** What this task involves **
Write out all of the entries exactly, please.

start Provided data

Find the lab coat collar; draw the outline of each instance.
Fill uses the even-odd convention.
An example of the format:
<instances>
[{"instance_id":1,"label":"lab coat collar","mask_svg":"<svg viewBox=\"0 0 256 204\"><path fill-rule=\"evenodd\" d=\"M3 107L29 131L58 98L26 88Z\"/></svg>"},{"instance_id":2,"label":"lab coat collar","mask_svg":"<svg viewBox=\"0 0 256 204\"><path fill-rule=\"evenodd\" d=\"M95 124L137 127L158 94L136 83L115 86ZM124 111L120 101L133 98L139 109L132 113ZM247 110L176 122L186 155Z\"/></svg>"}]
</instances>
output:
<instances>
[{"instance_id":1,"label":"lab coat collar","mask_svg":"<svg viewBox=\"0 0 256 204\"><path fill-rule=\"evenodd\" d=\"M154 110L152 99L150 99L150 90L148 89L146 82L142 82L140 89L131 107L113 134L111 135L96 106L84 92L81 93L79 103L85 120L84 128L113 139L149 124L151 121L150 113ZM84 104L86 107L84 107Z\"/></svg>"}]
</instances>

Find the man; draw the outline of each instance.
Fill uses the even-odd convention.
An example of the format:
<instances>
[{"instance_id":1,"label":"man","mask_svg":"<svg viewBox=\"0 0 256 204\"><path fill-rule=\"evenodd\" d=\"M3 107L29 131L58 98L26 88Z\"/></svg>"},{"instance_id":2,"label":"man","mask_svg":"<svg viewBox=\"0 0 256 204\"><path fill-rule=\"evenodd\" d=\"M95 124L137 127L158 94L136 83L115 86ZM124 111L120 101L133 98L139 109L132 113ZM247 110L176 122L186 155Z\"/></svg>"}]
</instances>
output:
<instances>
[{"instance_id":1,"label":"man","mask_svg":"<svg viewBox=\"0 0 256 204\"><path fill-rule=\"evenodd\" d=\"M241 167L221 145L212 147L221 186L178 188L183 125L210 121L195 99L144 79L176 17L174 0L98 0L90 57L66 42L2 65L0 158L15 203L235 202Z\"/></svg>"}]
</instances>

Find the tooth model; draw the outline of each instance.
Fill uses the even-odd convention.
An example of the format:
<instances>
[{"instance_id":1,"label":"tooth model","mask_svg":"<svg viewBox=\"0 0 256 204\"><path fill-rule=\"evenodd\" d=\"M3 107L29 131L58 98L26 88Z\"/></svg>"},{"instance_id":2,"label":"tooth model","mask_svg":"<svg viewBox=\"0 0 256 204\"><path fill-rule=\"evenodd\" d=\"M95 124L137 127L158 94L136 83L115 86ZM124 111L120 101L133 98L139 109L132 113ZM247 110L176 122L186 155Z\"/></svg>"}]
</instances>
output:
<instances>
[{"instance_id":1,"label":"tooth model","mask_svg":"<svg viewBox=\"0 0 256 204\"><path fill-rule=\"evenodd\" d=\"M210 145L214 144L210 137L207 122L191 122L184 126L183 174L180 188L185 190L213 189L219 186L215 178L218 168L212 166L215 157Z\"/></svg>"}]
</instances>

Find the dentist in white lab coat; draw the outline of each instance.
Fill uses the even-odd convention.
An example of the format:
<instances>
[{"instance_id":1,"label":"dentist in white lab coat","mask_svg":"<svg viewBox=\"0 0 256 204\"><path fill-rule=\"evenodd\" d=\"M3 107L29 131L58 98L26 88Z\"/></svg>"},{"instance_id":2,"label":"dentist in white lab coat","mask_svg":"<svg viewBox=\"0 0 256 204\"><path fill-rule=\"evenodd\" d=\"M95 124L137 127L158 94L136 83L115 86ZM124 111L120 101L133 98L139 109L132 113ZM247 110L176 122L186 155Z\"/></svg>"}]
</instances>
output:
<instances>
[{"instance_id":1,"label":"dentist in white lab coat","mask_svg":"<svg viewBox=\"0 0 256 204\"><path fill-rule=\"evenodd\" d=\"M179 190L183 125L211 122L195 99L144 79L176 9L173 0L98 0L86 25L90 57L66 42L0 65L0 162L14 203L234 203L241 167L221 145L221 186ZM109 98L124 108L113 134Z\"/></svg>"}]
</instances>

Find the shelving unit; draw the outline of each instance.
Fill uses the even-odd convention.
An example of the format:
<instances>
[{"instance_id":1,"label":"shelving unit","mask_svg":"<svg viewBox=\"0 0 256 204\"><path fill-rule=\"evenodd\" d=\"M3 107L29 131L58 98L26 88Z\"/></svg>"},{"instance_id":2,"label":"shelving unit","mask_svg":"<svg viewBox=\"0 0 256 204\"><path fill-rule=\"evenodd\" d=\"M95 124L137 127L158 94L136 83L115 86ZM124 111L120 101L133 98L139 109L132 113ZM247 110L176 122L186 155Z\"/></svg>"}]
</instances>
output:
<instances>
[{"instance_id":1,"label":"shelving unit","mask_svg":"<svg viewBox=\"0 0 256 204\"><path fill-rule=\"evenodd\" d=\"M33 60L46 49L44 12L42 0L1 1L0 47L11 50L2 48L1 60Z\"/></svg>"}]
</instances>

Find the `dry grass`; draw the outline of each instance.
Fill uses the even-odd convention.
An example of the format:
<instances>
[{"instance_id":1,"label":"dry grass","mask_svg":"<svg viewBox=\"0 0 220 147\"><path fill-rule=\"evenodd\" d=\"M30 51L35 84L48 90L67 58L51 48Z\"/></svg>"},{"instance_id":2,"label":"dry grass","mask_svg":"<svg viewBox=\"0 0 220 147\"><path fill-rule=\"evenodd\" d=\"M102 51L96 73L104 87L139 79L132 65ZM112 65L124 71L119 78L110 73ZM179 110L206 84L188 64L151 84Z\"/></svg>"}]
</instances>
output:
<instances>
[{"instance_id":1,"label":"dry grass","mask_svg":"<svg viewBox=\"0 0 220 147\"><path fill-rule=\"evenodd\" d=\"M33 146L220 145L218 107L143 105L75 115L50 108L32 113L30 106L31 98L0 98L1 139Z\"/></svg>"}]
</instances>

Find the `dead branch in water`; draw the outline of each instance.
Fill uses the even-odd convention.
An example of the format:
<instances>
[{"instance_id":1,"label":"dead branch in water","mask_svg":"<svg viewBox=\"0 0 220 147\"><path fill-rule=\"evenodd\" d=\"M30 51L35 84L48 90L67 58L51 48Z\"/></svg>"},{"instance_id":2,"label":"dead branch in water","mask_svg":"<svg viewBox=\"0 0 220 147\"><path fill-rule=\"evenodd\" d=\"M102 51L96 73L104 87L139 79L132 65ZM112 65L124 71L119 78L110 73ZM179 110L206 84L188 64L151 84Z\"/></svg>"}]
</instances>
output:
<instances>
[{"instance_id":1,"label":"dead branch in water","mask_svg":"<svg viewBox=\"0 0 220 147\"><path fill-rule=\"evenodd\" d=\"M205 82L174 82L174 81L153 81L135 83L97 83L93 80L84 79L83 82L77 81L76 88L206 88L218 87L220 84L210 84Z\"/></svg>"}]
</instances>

end Provided data

** Answer for the task **
Find the lab coat collar; draw the outline of each instance.
Fill uses the even-odd convention.
An example of the format:
<instances>
[{"instance_id":1,"label":"lab coat collar","mask_svg":"<svg viewBox=\"0 0 256 204\"><path fill-rule=\"evenodd\" d=\"M3 107L29 131L58 98L26 88Z\"/></svg>"},{"instance_id":2,"label":"lab coat collar","mask_svg":"<svg viewBox=\"0 0 256 204\"><path fill-rule=\"evenodd\" d=\"M95 124L137 127L158 94L136 83L115 86ZM124 111L120 101L133 98L139 109L132 113ZM247 110L176 122L186 155Z\"/></svg>"}]
</instances>
output:
<instances>
[{"instance_id":1,"label":"lab coat collar","mask_svg":"<svg viewBox=\"0 0 256 204\"><path fill-rule=\"evenodd\" d=\"M154 110L152 99L150 99L150 90L148 89L146 82L142 82L140 89L131 107L113 134L111 135L96 106L84 92L81 93L79 103L85 120L84 128L113 139L149 124L151 121L150 113ZM84 104L86 107L84 107Z\"/></svg>"}]
</instances>

Find the man; draw the outline of each instance.
Fill uses the even-odd convention.
An example of the format:
<instances>
[{"instance_id":1,"label":"man","mask_svg":"<svg viewBox=\"0 0 256 204\"><path fill-rule=\"evenodd\" d=\"M3 107L29 131L58 98L26 88Z\"/></svg>"},{"instance_id":2,"label":"man","mask_svg":"<svg viewBox=\"0 0 256 204\"><path fill-rule=\"evenodd\" d=\"M95 124L137 127L158 94L136 83L115 86ZM124 111L120 101L133 98L139 109L132 113ZM247 110L176 122L186 155Z\"/></svg>"}]
</instances>
output:
<instances>
[{"instance_id":1,"label":"man","mask_svg":"<svg viewBox=\"0 0 256 204\"><path fill-rule=\"evenodd\" d=\"M241 167L221 145L212 147L221 186L178 188L183 125L210 121L195 99L144 79L176 17L174 0L98 0L90 57L66 42L2 65L0 158L15 203L235 202Z\"/></svg>"}]
</instances>

Find the tooth model; draw the outline of each instance.
Fill uses the even-odd convention.
An example of the format:
<instances>
[{"instance_id":1,"label":"tooth model","mask_svg":"<svg viewBox=\"0 0 256 204\"><path fill-rule=\"evenodd\" d=\"M3 107L29 131L58 98L26 88Z\"/></svg>"},{"instance_id":2,"label":"tooth model","mask_svg":"<svg viewBox=\"0 0 256 204\"><path fill-rule=\"evenodd\" d=\"M95 124L137 127L158 94L136 83L115 86ZM124 111L120 101L133 98L139 109L132 113ZM247 110L176 122L186 155Z\"/></svg>"}]
</instances>
output:
<instances>
[{"instance_id":1,"label":"tooth model","mask_svg":"<svg viewBox=\"0 0 256 204\"><path fill-rule=\"evenodd\" d=\"M210 145L214 144L210 137L207 122L191 122L184 126L183 174L180 188L185 190L213 189L219 186L215 178L218 168L212 166L215 157Z\"/></svg>"}]
</instances>

Find the dentist in white lab coat; draw the outline of each instance.
Fill uses the even-odd convention.
An example of the format:
<instances>
[{"instance_id":1,"label":"dentist in white lab coat","mask_svg":"<svg viewBox=\"0 0 256 204\"><path fill-rule=\"evenodd\" d=\"M3 107L29 131L58 98L26 88Z\"/></svg>"},{"instance_id":2,"label":"dentist in white lab coat","mask_svg":"<svg viewBox=\"0 0 256 204\"><path fill-rule=\"evenodd\" d=\"M95 124L137 127L158 94L136 83L115 86ZM124 111L120 101L133 98L139 109L132 113ZM247 110L176 122L186 155Z\"/></svg>"}]
</instances>
output:
<instances>
[{"instance_id":1,"label":"dentist in white lab coat","mask_svg":"<svg viewBox=\"0 0 256 204\"><path fill-rule=\"evenodd\" d=\"M179 190L183 125L211 122L195 99L144 79L176 9L173 0L98 0L86 25L90 57L66 42L0 65L0 162L14 203L234 203L241 167L221 145L221 186ZM109 98L124 108L113 134Z\"/></svg>"}]
</instances>

Find the shelving unit; draw the outline of each instance.
Fill uses the even-odd convention.
An example of the format:
<instances>
[{"instance_id":1,"label":"shelving unit","mask_svg":"<svg viewBox=\"0 0 256 204\"><path fill-rule=\"evenodd\" d=\"M3 107L29 131L58 98L26 88Z\"/></svg>"},{"instance_id":2,"label":"shelving unit","mask_svg":"<svg viewBox=\"0 0 256 204\"><path fill-rule=\"evenodd\" d=\"M95 124L137 127L158 94L136 83L115 86ZM124 111L120 101L133 98L139 109L132 113ZM247 110L176 122L186 155Z\"/></svg>"}]
</instances>
output:
<instances>
[{"instance_id":1,"label":"shelving unit","mask_svg":"<svg viewBox=\"0 0 256 204\"><path fill-rule=\"evenodd\" d=\"M33 60L46 49L44 12L42 0L1 1L0 47L11 50L2 48L1 60Z\"/></svg>"}]
</instances>

Find the `dry grass`; draw the outline of each instance.
Fill uses the even-odd convention.
An example of the format:
<instances>
[{"instance_id":1,"label":"dry grass","mask_svg":"<svg viewBox=\"0 0 220 147\"><path fill-rule=\"evenodd\" d=\"M30 51L35 84L48 90L67 58L51 48Z\"/></svg>"},{"instance_id":2,"label":"dry grass","mask_svg":"<svg viewBox=\"0 0 220 147\"><path fill-rule=\"evenodd\" d=\"M102 51L96 73L104 87L139 79L132 65ZM112 65L124 71L119 78L110 73ZM179 110L206 84L188 64L151 84Z\"/></svg>"}]
</instances>
output:
<instances>
[{"instance_id":1,"label":"dry grass","mask_svg":"<svg viewBox=\"0 0 220 147\"><path fill-rule=\"evenodd\" d=\"M33 146L220 145L218 107L143 105L75 115L50 108L32 113L30 106L31 98L0 98L1 139Z\"/></svg>"}]
</instances>

Find the `dead branch in water`; draw the outline of each instance.
Fill uses the even-odd convention.
An example of the format:
<instances>
[{"instance_id":1,"label":"dead branch in water","mask_svg":"<svg viewBox=\"0 0 220 147\"><path fill-rule=\"evenodd\" d=\"M30 51L35 84L48 90L67 58L51 48Z\"/></svg>"},{"instance_id":2,"label":"dead branch in water","mask_svg":"<svg viewBox=\"0 0 220 147\"><path fill-rule=\"evenodd\" d=\"M102 51L96 73L104 87L139 79L132 65ZM112 65L124 71L119 78L110 73ZM179 110L206 84L188 64L151 84Z\"/></svg>"}]
</instances>
output:
<instances>
[{"instance_id":1,"label":"dead branch in water","mask_svg":"<svg viewBox=\"0 0 220 147\"><path fill-rule=\"evenodd\" d=\"M205 82L174 82L174 81L153 81L135 83L97 83L93 80L84 79L83 82L77 81L76 88L206 88L218 87L220 84L210 84Z\"/></svg>"}]
</instances>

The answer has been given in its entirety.